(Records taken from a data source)
▼▼▼

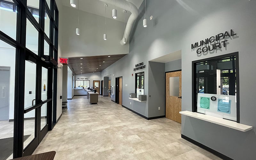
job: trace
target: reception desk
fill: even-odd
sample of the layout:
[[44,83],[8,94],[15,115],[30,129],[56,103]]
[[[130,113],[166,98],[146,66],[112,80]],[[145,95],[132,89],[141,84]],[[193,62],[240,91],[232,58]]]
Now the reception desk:
[[89,99],[89,103],[91,104],[97,103],[99,100],[99,93],[88,92],[87,97]]
[[87,95],[87,92],[85,92],[84,90],[82,89],[74,89],[74,96],[84,96]]

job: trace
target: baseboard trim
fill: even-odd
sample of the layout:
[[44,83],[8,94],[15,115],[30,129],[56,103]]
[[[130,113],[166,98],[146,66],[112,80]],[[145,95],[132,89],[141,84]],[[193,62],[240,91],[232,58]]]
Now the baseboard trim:
[[59,120],[60,120],[60,117],[61,117],[61,116],[62,116],[62,113],[60,114],[60,117],[59,117],[58,119],[57,120],[57,121],[56,122],[56,123],[58,123],[58,122],[59,122]]
[[228,160],[234,160],[232,158],[230,158],[226,156],[225,156],[223,154],[220,153],[219,152],[216,151],[216,150],[213,149],[211,148],[209,148],[209,147],[208,147],[205,146],[203,144],[200,143],[198,142],[197,142],[194,140],[192,140],[190,138],[182,134],[181,134],[181,138],[184,140],[185,140],[189,142],[193,143],[194,145],[196,145],[201,148],[204,149],[209,152],[210,152],[212,154],[215,155],[221,159]]
[[[45,119],[47,117],[46,116],[42,116],[41,117],[43,119]],[[31,120],[32,119],[35,119],[35,117],[30,117],[29,118],[24,118],[24,120]],[[9,120],[9,122],[14,122],[14,119],[10,119]]]
[[151,119],[157,119],[157,118],[164,118],[164,117],[165,117],[165,116],[157,116],[154,117],[147,117],[146,116],[143,116],[143,115],[142,115],[142,114],[140,114],[140,113],[139,113],[137,112],[136,112],[136,111],[132,110],[132,109],[131,109],[129,108],[128,108],[128,107],[127,107],[125,106],[124,106],[123,105],[122,105],[122,107],[123,107],[124,108],[125,108],[128,109],[128,110],[130,110],[130,111],[131,111],[132,112],[133,112],[134,113],[135,113],[135,114],[137,114],[137,115],[138,115],[139,116],[140,116],[141,117],[143,117],[143,118],[145,118],[145,119],[147,119],[148,120],[150,120]]
[[156,117],[149,117],[148,118],[148,120],[150,120],[150,119],[157,119],[158,118],[165,118],[165,115],[160,116],[157,116]]

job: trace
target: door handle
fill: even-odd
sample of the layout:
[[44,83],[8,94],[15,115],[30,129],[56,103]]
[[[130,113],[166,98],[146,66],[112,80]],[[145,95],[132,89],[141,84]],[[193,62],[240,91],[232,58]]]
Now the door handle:
[[34,100],[32,100],[32,106],[34,106],[34,100],[35,101],[36,100],[36,99],[34,99]]

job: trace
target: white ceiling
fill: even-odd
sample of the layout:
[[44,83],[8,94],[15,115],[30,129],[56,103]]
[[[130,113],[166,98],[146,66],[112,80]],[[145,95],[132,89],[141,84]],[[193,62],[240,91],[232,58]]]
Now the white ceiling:
[[181,51],[180,50],[162,57],[149,60],[160,63],[167,63],[181,59]]
[[[140,7],[143,0],[126,0],[133,3],[138,8]],[[78,2],[78,0],[77,0]],[[105,16],[105,7],[104,3],[98,0],[79,0],[79,10],[85,11],[92,13],[94,14],[100,16]],[[70,5],[70,0],[63,0],[62,1],[63,5],[72,8]],[[108,4],[108,6],[107,7],[107,17],[109,18],[112,18],[112,10],[115,7],[113,5]],[[124,13],[123,12],[123,9],[116,6],[116,9],[117,10],[117,18],[116,20],[122,22],[124,21]],[[77,7],[76,8],[73,8],[74,9],[77,9]],[[125,13],[125,22],[127,20],[131,15],[131,12],[127,12]]]

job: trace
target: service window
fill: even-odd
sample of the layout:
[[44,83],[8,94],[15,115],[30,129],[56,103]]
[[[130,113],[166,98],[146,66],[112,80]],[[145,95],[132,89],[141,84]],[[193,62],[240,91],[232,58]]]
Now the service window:
[[139,95],[144,94],[144,72],[135,74],[135,83],[136,97],[139,98]]
[[239,122],[238,53],[192,62],[193,111]]

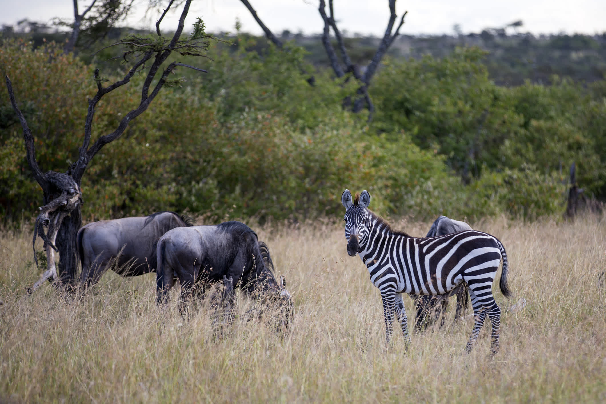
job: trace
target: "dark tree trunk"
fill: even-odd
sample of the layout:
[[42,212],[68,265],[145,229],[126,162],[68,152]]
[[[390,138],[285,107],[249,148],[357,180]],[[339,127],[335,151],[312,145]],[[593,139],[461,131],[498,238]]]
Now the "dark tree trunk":
[[[95,1],[93,0],[84,14],[90,10]],[[159,37],[162,36],[159,27],[160,22],[174,1],[175,0],[171,0],[156,24],[156,33]],[[40,208],[40,213],[36,220],[33,243],[35,248],[37,236],[39,236],[44,241],[48,269],[33,286],[29,288],[30,292],[47,280],[52,282],[59,280],[58,285],[68,287],[77,285],[79,260],[76,239],[78,231],[82,225],[82,193],[80,191],[80,182],[88,163],[93,157],[104,146],[119,137],[126,130],[128,123],[147,109],[150,104],[168,79],[168,75],[178,66],[189,67],[199,71],[206,71],[176,61],[173,61],[165,68],[162,68],[167,59],[176,50],[178,50],[178,51],[181,55],[191,56],[204,56],[208,50],[210,43],[208,39],[212,39],[213,37],[207,35],[203,31],[195,30],[188,39],[181,39],[185,17],[189,11],[191,2],[191,0],[185,0],[182,3],[183,10],[177,29],[175,31],[170,43],[166,42],[160,48],[158,48],[158,42],[148,36],[133,37],[130,38],[128,41],[119,42],[119,44],[127,46],[127,50],[124,55],[125,60],[127,60],[127,56],[134,55],[139,57],[138,61],[133,62],[133,66],[122,80],[104,87],[102,84],[103,80],[99,76],[99,69],[95,70],[94,78],[97,84],[98,91],[95,96],[88,100],[88,110],[84,124],[84,136],[82,147],[79,149],[79,158],[69,167],[65,174],[53,171],[42,173],[40,170],[36,160],[33,135],[17,105],[10,80],[8,76],[5,76],[11,104],[23,128],[26,158],[34,178],[42,189],[44,195],[44,206]],[[78,3],[76,0],[74,0],[74,8],[76,22],[75,24],[75,28],[77,28],[79,16]],[[81,19],[83,16],[84,14],[79,16]],[[75,33],[78,33],[77,29],[75,29]],[[77,39],[75,37],[77,37],[77,35],[73,38],[74,41]],[[146,67],[145,63],[148,61],[152,62],[152,64],[151,65]],[[147,73],[141,89],[139,106],[125,114],[113,132],[100,136],[91,145],[93,120],[97,104],[105,94],[130,82],[130,79],[138,71],[145,70],[147,70]],[[160,77],[158,78],[157,75],[159,73]],[[154,82],[155,84],[152,85]],[[45,227],[48,228],[47,232],[44,231]],[[59,265],[56,268],[54,260],[55,252],[58,252],[59,254]]]
[[75,286],[78,274],[78,249],[76,236],[82,227],[82,212],[79,206],[63,219],[57,233],[56,246],[59,249],[59,265],[57,274],[64,285]]

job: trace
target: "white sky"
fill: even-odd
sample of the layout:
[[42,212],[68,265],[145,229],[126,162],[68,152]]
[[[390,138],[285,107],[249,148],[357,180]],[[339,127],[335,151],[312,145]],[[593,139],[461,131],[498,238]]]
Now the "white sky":
[[[81,12],[91,0],[79,1]],[[323,24],[318,12],[317,0],[249,0],[257,13],[274,33],[282,30],[305,34],[321,32]],[[147,0],[136,0],[139,6],[128,25],[152,27],[156,16],[142,19]],[[328,0],[326,0],[327,4]],[[334,0],[335,12],[341,30],[382,36],[389,18],[387,0]],[[455,24],[465,33],[479,33],[486,27],[501,27],[521,19],[521,31],[534,35],[606,32],[606,0],[425,0],[396,4],[398,16],[408,15],[400,32],[402,34],[452,34]],[[27,18],[50,22],[53,17],[70,18],[73,15],[71,0],[0,0],[0,24],[15,24]],[[207,31],[233,31],[239,18],[242,30],[256,34],[261,31],[248,10],[239,0],[197,0],[190,10],[186,30],[195,18],[201,16]],[[162,26],[173,29],[178,16],[165,19]]]

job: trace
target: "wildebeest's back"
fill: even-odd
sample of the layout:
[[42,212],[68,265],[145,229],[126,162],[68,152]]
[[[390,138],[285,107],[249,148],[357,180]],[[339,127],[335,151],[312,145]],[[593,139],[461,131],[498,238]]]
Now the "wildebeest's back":
[[[81,257],[116,256],[122,251],[118,273],[139,275],[156,268],[156,243],[171,228],[182,225],[178,215],[159,212],[148,216],[124,217],[89,223],[78,231]],[[128,265],[125,265],[126,264]]]
[[256,234],[237,222],[173,229],[161,237],[157,256],[164,261],[161,267],[167,265],[178,274],[193,269],[196,279],[213,282],[224,276],[245,282],[261,259]]

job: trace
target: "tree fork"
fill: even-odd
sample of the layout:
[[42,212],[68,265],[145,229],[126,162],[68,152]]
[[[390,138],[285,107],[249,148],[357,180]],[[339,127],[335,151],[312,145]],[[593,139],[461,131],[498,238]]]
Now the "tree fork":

▲▲▲

WRITTEN PROBLEM:
Copy every line of the data above that contains the word "handle".

RESULT OF THIS TASK:
target: door handle
Now the door handle:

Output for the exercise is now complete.